1. Consider the following equation relating dollars spent on soft drink advertising by a company to dollars of sales of its product in a quarter:
Sales = 2,326,000,000 + 1.25 advertising - 0.00000000000004 advertising2
(429,000,000) (0.432) (0.0000000000000015)
n = 36 R2 = .1988
(There are 13 zeroes after the decimal place and before the 4 in the advertising coefficient.
There are 14 zeroes after the decimal place and before the 1 in its standard error term. Where sales represents dollars sales of the product and advertising represents dollars expended on advertising.
a. At what point does the effect of advertising on sales become negative?
b. Does it make sense to include the quadratic term in the model?
c. Does it make sense to spend money on advertising? At which level of advertising is the increase in sales from advertising less than the amount spent on advertising?
d. Define advbil as advertisments measured in millions of dollars. advbil = advertising/1,000,000. Rewrite the estimated equation with advbil and advbil2 as the independent variables.
2. The following three equations were estimated using 1,000 observations:
Prate = 80.34 + 6.17 mratre + .272 age -.00025 totemp
(3.20) (.56) (.049) (.00008)
R2 = .110 R' = 0.091
Prate = 90.61 + 6.87 mratre + .314 age -2.72 log(totemp)
(1.86) (.51) (.044) (.28)
R2 = .156
Prate = 80.61 + 6.54 mratre + .295 age -.00025 totemp + .0000000041 totemp2
(.86) (.52) (.040) (.00009) (.0000000010)
R2 = .123
Where Prate is participation rate in a 401K plan, mrate is a firm's matching rate, age is the age of a worker, and totemp is the number of employees working for the firm.
Which of these three models do you prefer and why?
3. Consider the following equation in which salaries are predicted based on education, race, and gender.
Log (salary) = 10.59 + .127 log (postsec) - 0.145 (female) - 0.069 (black)
(1.22) (.053) (0.041) (0.025)
+ 0.021 (female*black)
(.0052)
n = 3,333 R2 = .238
where salary is the dollar salary of a worker, postsec is the number of years of post high school education of a worker, female is a dummy variable set equal to 1 if the worker is female and 0 if male, black is a dummy variable set equal to 1 if the worker is black and 0 otherwise.
a.) Is there strong evidence that postsec should be included in the model?
b.) What is the approximate estimated percentage difference in expected salary between nonblack females and nonblack males holding postsec fixed? Also, what is the exact percentage difference in estimated salary between nonblack females and nonblack males holding postsec fixed?
c.) What is the approximate estimated percentage difference in salary between nonblack males and black males? Test the null hypothesis that there is no difference in their salaries against the alternative that there is a difference.
d.) What is the approximate estimated percentage difference in salary between black females and nonblack females? What would you need to do to test whether the difference is statistically significant?
4. Consider the following model:
Rrate = 45.2 + 18.4(drug)
(11.4) (5.6)

—————

Complete the following ::
**a)** Answer these questions from the econometrics problem set:
(i) How many observations were used to estimate the three equations in problem 2?
(ii) What R2 is reported for the equation in problem 2 that uses log(totemp)?
(iii) In problem 3, what value does the dummy variable female take for a male worker?
**b)** Does each statement agree with the econometrics problem set? Answer yes or no, and quote the words from the problem set that decide it.
(i) The soft drink sales equation in problem 1 was estimated with 36 observations.
(ii) In problem 3, postsec counts a worker's years of high school education.
(iii) advbil equals advertising divided by 1,000,000.
**c)** Translate this sentence from the econometrics problem set into Spanish: "Consider the following equation in which salaries are predicted based on education, race, and gender."

Provided records ::
—————

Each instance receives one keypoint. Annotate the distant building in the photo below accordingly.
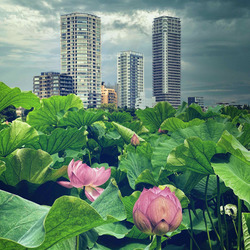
(130, 77)
(108, 95)
(81, 55)
(142, 102)
(118, 92)
(52, 83)
(167, 60)
(197, 100)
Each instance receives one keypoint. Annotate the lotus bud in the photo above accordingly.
(135, 140)
(81, 175)
(157, 211)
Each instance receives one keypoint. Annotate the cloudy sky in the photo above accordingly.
(215, 41)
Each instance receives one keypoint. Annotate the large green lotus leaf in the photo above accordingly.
(173, 123)
(208, 131)
(116, 229)
(143, 148)
(119, 117)
(246, 229)
(50, 112)
(134, 165)
(68, 217)
(152, 118)
(146, 177)
(128, 244)
(195, 111)
(187, 180)
(14, 96)
(20, 219)
(125, 133)
(244, 138)
(233, 146)
(86, 240)
(232, 111)
(194, 154)
(136, 126)
(80, 118)
(15, 136)
(60, 139)
(200, 189)
(30, 165)
(129, 202)
(65, 245)
(181, 109)
(244, 118)
(235, 173)
(2, 166)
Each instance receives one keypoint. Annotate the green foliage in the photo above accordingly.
(152, 118)
(15, 136)
(119, 117)
(80, 118)
(246, 229)
(52, 110)
(14, 96)
(48, 226)
(125, 133)
(8, 114)
(30, 165)
(59, 140)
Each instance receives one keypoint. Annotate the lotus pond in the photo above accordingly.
(75, 178)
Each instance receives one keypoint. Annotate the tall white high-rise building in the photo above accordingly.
(81, 55)
(130, 77)
(167, 60)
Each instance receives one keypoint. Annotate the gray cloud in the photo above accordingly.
(215, 41)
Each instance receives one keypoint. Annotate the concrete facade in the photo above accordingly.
(166, 41)
(130, 77)
(52, 83)
(81, 55)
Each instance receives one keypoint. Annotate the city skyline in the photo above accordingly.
(215, 42)
(130, 77)
(81, 55)
(166, 44)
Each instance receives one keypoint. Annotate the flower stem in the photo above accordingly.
(158, 242)
(191, 234)
(239, 225)
(218, 212)
(77, 242)
(225, 221)
(208, 213)
(89, 159)
(208, 235)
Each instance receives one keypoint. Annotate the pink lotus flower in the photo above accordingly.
(157, 211)
(162, 131)
(135, 140)
(81, 175)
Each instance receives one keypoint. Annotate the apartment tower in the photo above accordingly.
(81, 55)
(52, 83)
(167, 60)
(130, 77)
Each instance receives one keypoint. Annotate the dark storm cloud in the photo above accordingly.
(215, 41)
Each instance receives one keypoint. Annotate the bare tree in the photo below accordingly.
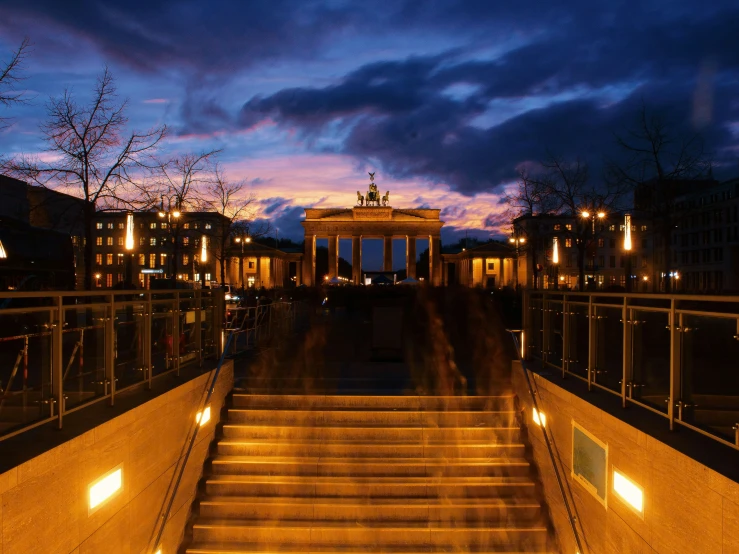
(229, 199)
(659, 161)
(94, 156)
(10, 75)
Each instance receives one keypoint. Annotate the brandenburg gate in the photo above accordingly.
(372, 217)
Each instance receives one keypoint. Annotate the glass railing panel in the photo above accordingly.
(710, 373)
(556, 335)
(83, 355)
(577, 339)
(609, 347)
(162, 339)
(130, 344)
(25, 369)
(651, 358)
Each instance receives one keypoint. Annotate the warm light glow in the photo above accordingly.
(203, 417)
(129, 231)
(628, 491)
(105, 487)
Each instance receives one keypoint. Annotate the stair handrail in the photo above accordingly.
(190, 442)
(570, 516)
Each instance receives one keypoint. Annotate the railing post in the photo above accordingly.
(199, 325)
(565, 336)
(57, 376)
(591, 340)
(148, 320)
(674, 363)
(627, 345)
(110, 347)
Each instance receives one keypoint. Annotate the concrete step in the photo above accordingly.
(379, 509)
(334, 402)
(370, 487)
(374, 418)
(357, 449)
(308, 533)
(367, 433)
(344, 467)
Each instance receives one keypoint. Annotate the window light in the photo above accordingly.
(105, 487)
(203, 417)
(539, 418)
(628, 491)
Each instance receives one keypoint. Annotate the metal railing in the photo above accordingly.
(63, 351)
(548, 441)
(675, 355)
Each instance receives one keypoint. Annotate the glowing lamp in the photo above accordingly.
(203, 417)
(539, 418)
(129, 231)
(628, 491)
(104, 488)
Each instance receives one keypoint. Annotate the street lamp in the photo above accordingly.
(517, 241)
(627, 249)
(242, 238)
(592, 216)
(171, 213)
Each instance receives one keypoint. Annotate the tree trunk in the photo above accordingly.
(89, 221)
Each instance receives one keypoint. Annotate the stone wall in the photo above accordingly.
(688, 508)
(43, 502)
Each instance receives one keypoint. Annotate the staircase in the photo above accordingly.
(403, 474)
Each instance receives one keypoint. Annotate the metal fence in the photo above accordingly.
(60, 352)
(675, 355)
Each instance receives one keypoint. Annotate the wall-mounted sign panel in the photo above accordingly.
(590, 462)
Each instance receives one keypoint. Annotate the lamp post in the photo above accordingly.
(242, 238)
(627, 249)
(592, 216)
(517, 242)
(171, 214)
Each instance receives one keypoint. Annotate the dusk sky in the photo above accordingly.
(443, 99)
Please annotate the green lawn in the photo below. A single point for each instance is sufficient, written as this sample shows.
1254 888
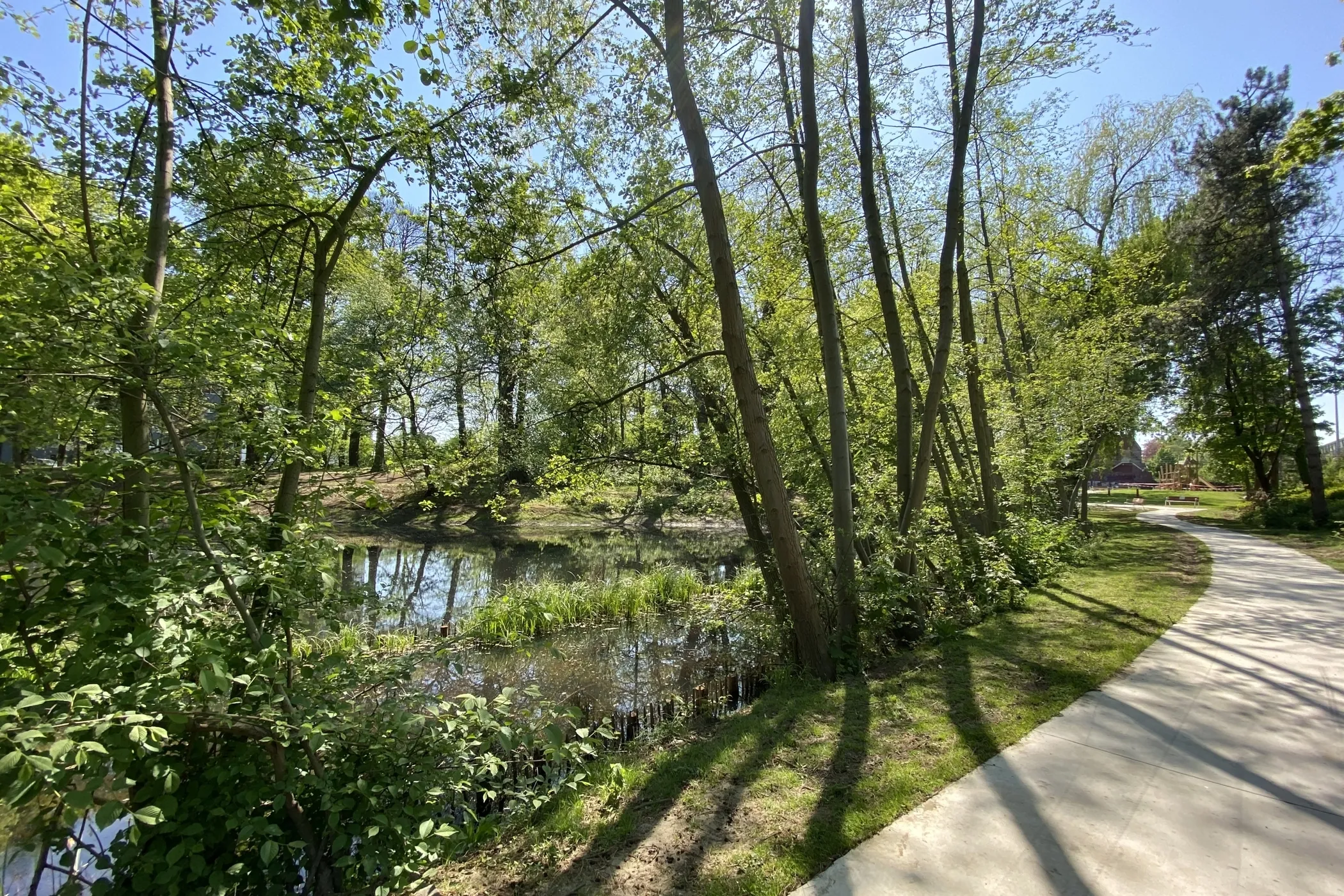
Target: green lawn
762 801
1325 546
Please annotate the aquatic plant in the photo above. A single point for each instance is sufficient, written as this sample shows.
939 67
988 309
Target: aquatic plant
530 610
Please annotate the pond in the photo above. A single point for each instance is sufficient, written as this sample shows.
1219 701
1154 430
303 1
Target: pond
605 669
648 667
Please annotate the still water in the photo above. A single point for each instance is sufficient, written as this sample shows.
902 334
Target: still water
604 668
607 671
429 586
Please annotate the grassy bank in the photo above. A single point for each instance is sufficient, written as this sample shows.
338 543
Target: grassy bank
1325 546
760 803
532 610
1210 503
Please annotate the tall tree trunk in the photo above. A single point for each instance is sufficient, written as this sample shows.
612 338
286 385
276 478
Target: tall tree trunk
1313 474
947 260
784 532
413 418
381 435
976 396
326 254
460 399
353 453
828 330
135 413
881 259
506 388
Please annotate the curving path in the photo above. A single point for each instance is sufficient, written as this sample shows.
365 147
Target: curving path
1213 765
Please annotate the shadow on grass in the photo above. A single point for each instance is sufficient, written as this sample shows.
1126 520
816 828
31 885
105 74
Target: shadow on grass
1012 792
769 722
844 770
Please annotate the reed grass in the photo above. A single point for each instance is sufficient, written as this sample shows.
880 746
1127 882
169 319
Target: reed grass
531 610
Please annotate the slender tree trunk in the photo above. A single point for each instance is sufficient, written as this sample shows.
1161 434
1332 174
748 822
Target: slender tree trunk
413 418
828 330
353 454
947 262
460 399
381 435
784 532
976 396
506 388
326 254
135 413
881 259
1313 477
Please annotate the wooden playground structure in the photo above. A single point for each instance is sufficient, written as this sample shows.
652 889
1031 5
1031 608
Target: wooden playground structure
1185 477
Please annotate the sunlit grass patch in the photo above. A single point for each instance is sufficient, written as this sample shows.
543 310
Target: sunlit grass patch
758 803
532 610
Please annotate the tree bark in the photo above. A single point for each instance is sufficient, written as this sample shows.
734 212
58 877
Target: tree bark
460 399
828 330
976 396
1313 477
947 262
881 259
784 532
132 397
381 435
326 254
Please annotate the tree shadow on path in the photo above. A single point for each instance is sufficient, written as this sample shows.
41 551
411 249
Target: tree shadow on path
1012 792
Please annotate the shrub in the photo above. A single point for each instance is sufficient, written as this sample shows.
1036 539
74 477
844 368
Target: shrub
531 610
234 749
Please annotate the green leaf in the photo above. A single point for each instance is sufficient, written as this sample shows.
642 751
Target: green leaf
108 813
50 555
148 815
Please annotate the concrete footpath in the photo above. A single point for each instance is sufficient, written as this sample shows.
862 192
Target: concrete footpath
1213 765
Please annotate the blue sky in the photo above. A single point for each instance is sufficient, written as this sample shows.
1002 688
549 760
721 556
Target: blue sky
1201 45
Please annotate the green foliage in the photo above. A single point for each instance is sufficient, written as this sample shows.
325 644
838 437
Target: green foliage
135 692
1288 509
531 610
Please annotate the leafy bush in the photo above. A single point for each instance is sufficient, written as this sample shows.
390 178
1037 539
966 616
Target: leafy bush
531 610
1289 509
956 582
244 744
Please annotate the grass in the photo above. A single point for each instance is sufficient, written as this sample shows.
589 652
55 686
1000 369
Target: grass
532 610
1325 546
760 803
1210 503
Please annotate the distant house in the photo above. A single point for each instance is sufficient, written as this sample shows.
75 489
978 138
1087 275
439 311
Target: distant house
1128 467
1126 472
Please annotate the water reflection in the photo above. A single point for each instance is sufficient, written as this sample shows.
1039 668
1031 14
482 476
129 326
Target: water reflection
429 586
629 666
617 667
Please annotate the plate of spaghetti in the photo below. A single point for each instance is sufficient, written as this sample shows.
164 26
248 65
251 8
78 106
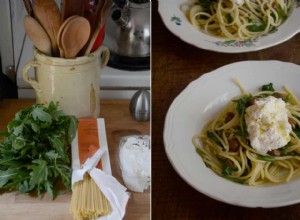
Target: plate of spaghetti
231 26
234 134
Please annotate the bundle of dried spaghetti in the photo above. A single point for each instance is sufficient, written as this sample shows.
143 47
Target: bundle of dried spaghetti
88 202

—————

Solutions to the problems ::
**a)**
(i) 1,000
(ii) .156
(iii) 0

**b)**
(i) Yes: "n = 36"
(ii) No: "postsec is the number of years of post high school education of a worker"
(iii) Yes: "advbil = advertising/1,000,000"

**c)** Considere la siguiente ecuación en la que los salarios se predicen con base en la educación, la raza y el género.